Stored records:
============================================================

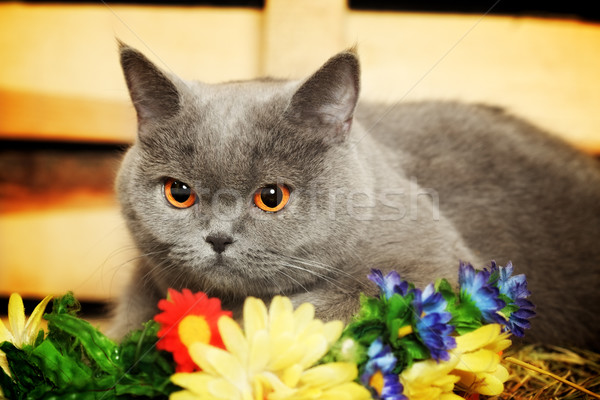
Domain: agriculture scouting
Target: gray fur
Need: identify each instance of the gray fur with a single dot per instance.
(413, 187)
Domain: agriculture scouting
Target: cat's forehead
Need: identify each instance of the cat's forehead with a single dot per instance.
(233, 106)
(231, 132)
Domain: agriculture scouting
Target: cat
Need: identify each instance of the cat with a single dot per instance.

============================================================

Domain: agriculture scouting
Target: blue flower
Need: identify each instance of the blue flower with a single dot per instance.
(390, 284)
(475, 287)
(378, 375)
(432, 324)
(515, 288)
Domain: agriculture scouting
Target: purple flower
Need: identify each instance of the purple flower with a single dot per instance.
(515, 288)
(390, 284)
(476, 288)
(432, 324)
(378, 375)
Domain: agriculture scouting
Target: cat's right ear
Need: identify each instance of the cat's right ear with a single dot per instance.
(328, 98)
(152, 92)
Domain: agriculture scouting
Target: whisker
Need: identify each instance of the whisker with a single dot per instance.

============================================================

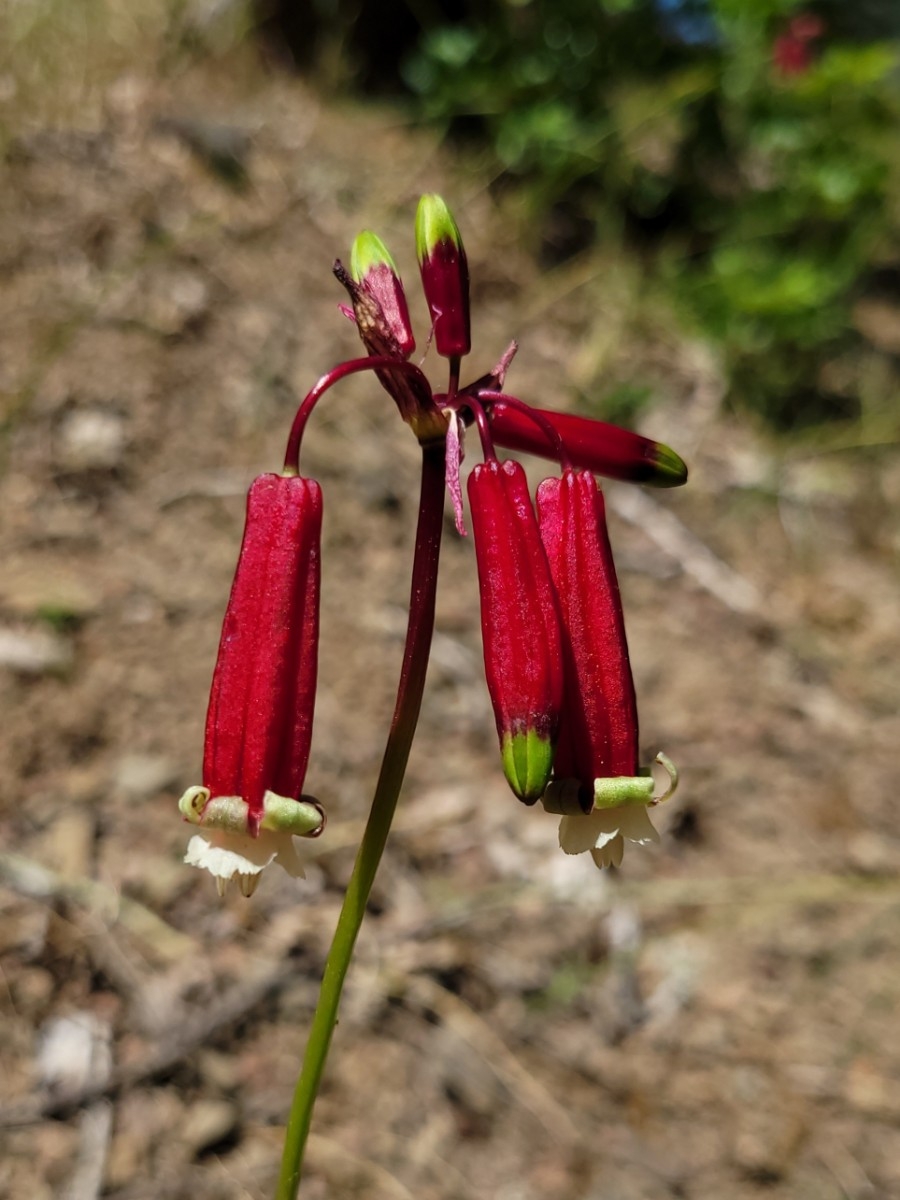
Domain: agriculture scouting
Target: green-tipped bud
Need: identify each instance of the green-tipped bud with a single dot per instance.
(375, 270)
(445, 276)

============================================================

▶ _PROBLEM TO SOLVE_:
Show each line in the rows above that contains the string "Target".

▶ _EXPECTED ANSWER_:
Target: gray fur
Target: cat's forehead
Target: cat
Target: blue flower
Target: purple flower
Target: cat's right ear
Target: whisker
Target: green-tipped bud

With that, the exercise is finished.